| TASK ITEM |
Lines from the records below that contain the word "head" are to be copied out.

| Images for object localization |
○ ○ ○ ○

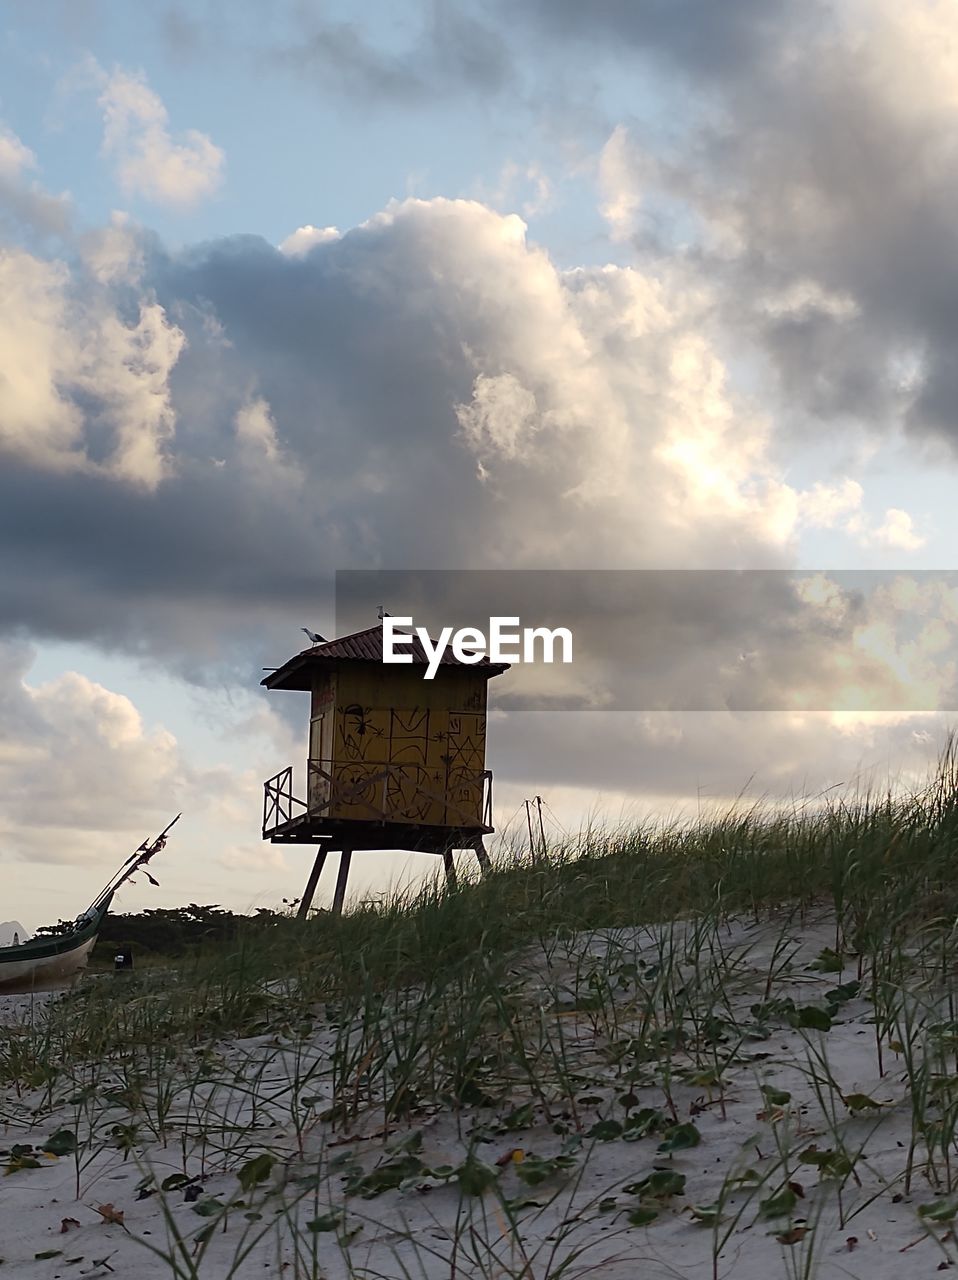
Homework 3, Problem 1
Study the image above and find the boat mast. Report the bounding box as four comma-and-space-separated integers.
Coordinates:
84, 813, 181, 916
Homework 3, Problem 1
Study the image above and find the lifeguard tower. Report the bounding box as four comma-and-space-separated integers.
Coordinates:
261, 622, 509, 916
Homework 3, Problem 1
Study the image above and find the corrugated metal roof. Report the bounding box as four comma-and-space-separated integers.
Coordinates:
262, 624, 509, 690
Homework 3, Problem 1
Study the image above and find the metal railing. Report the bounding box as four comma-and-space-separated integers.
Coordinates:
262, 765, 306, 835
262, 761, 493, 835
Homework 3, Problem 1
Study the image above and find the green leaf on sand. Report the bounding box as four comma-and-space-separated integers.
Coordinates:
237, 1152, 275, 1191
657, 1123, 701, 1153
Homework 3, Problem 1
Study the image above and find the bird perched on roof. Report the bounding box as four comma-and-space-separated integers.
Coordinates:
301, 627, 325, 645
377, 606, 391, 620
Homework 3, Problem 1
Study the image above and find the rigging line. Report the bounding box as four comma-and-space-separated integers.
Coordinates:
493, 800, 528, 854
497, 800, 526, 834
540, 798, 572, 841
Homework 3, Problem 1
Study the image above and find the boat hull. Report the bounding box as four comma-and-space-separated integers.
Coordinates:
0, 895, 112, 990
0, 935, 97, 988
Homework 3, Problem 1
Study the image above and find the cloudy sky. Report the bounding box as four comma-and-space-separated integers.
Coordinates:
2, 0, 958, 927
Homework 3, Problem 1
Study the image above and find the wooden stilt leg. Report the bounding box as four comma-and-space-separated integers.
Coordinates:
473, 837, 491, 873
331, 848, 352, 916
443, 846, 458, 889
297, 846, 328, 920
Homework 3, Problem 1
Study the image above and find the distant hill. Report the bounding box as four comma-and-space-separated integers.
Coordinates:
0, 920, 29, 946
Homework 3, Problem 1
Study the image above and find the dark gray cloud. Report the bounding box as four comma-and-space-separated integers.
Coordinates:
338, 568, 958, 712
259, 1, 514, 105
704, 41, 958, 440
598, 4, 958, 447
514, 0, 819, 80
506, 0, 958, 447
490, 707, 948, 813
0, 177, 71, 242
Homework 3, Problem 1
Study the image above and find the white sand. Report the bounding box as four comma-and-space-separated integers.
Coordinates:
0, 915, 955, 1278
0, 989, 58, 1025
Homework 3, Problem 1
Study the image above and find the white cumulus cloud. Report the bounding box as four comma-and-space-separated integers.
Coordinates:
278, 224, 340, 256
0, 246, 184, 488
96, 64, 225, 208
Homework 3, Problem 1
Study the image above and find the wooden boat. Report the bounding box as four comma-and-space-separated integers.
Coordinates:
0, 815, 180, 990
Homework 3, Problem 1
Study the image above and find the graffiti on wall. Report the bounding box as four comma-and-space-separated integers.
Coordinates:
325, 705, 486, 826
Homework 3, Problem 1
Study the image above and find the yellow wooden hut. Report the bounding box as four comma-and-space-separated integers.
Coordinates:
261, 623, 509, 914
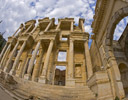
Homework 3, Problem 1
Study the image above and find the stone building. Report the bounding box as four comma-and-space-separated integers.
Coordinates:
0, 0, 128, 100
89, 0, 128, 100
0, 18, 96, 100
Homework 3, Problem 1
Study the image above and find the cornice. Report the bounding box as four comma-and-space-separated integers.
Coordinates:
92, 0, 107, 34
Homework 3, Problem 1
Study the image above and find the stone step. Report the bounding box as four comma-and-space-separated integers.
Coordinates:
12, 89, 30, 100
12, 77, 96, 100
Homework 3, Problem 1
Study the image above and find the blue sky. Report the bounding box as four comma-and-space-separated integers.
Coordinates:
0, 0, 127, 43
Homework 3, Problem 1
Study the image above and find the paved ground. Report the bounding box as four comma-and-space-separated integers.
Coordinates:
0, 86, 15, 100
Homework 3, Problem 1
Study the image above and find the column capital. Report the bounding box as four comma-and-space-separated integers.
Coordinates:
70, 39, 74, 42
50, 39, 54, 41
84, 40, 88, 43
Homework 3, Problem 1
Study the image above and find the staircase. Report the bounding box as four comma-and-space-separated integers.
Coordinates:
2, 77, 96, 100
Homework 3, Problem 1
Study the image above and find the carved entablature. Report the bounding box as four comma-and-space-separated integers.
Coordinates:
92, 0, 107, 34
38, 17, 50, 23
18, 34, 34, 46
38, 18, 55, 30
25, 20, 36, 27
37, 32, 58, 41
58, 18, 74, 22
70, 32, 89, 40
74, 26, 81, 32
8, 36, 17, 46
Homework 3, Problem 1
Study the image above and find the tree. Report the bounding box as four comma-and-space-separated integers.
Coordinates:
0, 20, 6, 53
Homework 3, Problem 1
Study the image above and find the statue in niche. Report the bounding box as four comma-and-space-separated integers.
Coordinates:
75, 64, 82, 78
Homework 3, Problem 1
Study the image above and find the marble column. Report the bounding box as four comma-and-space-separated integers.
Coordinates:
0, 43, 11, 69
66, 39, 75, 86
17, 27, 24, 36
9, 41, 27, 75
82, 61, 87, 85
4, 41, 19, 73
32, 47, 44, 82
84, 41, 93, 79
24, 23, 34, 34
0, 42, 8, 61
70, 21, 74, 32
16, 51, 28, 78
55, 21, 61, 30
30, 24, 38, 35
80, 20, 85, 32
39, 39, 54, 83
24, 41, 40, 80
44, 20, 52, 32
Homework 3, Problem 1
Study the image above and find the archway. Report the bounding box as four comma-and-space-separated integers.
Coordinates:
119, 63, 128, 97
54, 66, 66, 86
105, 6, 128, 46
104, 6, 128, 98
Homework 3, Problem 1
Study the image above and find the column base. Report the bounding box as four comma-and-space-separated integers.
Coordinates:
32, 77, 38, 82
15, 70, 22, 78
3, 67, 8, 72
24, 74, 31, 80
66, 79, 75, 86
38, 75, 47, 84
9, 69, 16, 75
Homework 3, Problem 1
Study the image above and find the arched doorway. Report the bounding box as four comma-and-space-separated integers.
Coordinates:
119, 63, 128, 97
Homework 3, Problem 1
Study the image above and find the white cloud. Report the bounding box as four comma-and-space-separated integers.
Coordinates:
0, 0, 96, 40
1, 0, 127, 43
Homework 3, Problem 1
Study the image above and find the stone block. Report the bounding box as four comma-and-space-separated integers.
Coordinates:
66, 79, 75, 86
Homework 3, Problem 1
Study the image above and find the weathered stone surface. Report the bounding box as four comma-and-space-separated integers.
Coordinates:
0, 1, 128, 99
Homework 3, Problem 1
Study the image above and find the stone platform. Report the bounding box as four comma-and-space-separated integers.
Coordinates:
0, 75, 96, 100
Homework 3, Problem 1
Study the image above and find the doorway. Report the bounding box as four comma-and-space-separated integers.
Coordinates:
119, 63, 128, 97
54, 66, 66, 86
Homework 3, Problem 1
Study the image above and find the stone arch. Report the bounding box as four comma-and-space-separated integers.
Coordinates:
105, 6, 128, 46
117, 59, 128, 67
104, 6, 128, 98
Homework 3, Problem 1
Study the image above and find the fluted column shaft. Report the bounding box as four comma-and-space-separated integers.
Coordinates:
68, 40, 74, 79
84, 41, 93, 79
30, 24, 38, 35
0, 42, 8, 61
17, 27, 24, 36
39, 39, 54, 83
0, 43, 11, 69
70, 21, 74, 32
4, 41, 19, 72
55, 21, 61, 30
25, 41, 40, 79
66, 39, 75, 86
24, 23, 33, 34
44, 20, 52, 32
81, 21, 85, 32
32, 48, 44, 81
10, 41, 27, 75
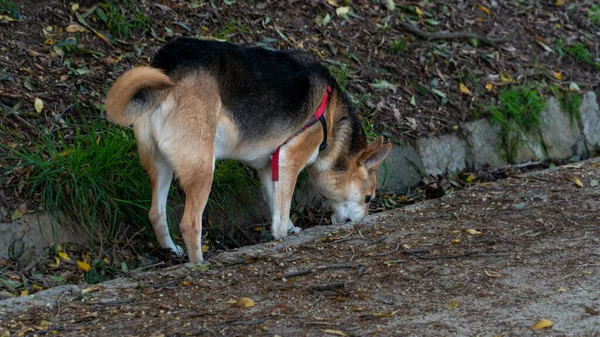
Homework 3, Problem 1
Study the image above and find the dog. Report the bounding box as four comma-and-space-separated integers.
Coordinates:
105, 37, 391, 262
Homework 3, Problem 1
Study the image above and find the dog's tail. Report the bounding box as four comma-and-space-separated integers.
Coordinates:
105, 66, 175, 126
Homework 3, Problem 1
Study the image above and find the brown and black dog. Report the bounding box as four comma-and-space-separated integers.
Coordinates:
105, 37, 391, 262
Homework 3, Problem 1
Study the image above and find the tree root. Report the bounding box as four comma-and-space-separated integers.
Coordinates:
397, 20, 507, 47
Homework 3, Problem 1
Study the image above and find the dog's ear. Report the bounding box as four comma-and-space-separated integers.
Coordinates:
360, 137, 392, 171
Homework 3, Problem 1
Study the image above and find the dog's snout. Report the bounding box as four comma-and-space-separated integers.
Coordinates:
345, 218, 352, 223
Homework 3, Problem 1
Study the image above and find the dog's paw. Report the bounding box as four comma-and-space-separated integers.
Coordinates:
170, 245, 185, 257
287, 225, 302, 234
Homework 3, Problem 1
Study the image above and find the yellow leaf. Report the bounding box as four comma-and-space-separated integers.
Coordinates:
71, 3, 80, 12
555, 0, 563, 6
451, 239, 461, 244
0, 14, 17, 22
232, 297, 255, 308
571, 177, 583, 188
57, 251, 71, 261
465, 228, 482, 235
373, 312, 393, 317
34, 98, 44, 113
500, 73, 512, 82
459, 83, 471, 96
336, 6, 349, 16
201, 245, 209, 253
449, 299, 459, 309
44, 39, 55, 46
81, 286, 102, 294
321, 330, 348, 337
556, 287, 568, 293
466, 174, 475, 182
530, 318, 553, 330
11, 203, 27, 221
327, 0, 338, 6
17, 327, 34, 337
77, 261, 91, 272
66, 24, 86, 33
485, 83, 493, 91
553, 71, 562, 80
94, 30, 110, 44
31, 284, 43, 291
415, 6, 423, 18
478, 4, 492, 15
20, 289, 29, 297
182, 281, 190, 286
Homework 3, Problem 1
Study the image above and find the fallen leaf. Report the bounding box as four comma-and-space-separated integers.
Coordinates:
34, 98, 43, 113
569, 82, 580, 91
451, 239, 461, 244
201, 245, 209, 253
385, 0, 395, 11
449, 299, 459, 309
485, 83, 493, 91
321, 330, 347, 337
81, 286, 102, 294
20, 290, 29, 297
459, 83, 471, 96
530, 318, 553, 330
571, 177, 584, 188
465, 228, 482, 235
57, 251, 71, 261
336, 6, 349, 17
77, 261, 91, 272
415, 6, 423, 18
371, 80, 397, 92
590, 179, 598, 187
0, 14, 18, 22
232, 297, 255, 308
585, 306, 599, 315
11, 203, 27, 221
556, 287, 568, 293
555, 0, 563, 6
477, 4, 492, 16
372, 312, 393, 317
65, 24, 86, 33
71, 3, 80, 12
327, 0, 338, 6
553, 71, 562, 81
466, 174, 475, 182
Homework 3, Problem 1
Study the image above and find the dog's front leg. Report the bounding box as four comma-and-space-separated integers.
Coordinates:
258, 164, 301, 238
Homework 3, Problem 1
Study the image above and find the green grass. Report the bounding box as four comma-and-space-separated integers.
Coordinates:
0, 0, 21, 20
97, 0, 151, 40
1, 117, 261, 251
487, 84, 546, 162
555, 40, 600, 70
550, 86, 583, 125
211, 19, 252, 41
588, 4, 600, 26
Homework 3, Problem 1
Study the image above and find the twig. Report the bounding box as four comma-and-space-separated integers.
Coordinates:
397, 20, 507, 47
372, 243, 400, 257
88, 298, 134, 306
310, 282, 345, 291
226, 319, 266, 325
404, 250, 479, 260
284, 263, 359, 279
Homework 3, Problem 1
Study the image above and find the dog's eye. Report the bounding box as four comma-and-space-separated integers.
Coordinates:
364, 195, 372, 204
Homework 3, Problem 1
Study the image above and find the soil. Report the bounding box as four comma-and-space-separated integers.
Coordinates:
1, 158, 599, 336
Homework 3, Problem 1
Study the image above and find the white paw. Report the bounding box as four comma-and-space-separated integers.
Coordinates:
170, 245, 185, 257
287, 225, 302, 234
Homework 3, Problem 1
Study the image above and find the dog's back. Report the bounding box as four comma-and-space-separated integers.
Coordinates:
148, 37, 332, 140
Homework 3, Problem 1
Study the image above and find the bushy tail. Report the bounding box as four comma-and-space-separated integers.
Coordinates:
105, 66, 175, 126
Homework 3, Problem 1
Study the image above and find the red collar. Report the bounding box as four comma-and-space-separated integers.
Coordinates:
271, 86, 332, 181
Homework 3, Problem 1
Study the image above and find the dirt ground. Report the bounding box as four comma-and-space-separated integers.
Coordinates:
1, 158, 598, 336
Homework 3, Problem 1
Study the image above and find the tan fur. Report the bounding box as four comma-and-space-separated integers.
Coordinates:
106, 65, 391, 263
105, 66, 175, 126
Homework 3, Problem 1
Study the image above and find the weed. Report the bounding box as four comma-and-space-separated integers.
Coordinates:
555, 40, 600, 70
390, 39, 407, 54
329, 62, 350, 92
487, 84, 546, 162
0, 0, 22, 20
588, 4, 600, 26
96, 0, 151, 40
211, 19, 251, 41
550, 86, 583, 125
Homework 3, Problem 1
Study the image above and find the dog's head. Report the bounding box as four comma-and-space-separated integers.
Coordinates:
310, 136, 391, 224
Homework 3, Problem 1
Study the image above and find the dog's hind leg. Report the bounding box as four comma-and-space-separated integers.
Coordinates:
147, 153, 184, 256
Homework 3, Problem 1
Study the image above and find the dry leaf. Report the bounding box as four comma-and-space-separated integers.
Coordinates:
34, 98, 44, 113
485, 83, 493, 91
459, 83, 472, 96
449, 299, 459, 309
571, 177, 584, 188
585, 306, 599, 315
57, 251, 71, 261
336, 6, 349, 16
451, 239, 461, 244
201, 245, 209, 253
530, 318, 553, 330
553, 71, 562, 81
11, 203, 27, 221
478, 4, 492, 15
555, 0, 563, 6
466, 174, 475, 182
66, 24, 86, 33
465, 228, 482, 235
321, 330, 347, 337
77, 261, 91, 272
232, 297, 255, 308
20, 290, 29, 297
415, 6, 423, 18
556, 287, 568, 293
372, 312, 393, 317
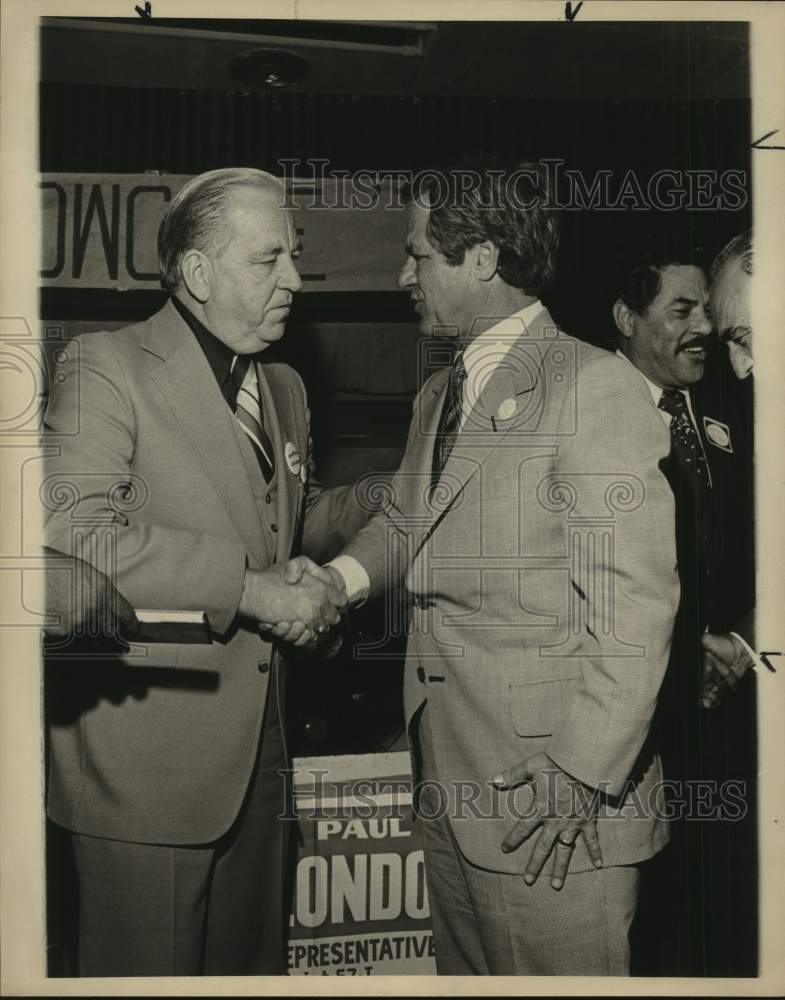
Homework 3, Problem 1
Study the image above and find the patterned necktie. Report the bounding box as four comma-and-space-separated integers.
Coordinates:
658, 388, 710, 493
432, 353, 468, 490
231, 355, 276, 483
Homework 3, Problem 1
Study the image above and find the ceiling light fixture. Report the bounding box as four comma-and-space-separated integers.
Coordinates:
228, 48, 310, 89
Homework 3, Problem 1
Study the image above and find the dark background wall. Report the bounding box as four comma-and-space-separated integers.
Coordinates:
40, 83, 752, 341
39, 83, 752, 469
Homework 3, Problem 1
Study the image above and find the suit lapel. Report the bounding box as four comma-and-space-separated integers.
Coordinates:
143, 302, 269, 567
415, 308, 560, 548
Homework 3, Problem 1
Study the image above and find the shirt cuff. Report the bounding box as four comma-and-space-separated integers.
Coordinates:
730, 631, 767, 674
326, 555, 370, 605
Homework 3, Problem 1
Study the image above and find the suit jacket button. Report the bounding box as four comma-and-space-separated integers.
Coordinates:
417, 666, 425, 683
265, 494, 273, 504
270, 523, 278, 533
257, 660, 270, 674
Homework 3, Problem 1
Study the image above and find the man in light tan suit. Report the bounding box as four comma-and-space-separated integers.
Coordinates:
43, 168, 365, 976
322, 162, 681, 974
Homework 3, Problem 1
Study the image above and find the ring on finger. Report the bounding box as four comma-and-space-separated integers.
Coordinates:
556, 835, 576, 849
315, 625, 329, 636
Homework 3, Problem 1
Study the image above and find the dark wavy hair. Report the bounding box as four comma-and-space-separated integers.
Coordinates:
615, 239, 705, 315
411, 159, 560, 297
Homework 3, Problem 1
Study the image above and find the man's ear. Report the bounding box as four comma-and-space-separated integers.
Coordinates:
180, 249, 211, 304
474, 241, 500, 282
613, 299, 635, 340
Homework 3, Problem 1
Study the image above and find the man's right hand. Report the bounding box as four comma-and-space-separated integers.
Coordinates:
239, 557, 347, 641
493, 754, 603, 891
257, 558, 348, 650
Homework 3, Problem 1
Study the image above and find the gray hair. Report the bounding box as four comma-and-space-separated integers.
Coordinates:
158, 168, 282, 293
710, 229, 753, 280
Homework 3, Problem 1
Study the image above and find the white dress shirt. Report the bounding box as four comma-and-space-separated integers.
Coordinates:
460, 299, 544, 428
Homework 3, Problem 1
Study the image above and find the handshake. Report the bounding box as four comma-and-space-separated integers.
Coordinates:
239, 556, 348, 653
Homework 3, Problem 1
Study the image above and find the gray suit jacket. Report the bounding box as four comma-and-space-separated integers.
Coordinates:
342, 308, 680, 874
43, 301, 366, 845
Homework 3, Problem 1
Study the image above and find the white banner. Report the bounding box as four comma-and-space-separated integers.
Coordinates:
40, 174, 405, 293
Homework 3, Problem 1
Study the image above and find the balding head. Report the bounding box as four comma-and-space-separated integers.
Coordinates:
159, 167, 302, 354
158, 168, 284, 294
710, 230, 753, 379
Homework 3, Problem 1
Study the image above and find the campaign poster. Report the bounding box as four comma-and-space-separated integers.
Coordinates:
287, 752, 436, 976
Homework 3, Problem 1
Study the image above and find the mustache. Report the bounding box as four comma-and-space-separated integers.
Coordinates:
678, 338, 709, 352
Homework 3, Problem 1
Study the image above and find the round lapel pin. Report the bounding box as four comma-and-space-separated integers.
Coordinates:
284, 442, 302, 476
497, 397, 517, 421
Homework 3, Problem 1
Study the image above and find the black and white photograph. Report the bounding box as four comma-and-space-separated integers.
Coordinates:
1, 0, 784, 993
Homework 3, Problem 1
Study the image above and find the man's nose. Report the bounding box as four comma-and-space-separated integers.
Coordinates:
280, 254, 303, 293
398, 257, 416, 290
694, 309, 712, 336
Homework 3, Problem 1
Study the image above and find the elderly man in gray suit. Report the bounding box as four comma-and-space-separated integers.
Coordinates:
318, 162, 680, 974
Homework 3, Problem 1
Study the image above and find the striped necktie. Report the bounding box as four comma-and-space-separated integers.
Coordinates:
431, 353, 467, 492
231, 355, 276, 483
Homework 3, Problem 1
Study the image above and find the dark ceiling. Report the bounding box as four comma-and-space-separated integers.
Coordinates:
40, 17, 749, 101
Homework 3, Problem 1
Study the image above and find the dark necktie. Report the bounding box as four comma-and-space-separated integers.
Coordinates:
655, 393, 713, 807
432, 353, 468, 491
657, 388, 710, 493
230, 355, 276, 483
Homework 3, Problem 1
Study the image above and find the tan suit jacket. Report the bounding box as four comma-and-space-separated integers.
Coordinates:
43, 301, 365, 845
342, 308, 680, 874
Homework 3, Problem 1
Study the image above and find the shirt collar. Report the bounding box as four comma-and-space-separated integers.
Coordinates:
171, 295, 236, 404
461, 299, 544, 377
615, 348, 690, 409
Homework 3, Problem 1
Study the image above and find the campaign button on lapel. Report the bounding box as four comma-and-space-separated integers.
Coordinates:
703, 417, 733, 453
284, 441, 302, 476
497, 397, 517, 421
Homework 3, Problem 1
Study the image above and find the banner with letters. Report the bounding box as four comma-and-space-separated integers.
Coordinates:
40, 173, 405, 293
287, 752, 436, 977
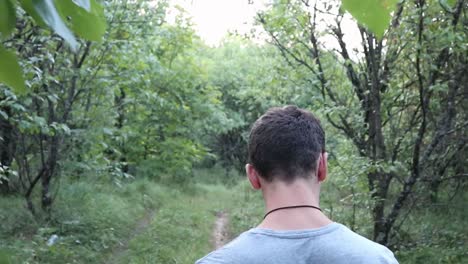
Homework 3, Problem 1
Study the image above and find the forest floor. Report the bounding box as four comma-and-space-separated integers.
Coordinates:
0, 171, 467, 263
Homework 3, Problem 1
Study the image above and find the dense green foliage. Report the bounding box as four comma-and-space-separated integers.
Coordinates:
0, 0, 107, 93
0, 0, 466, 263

○ ○ ○ ○

| EXERCISE OUTPUT |
Study the image above and find the dog's head. Report the bounding box as four comma-and-space-separated integers.
Study the image above and find the balding head. Report the bounding box as four comma-and-space-separated integers.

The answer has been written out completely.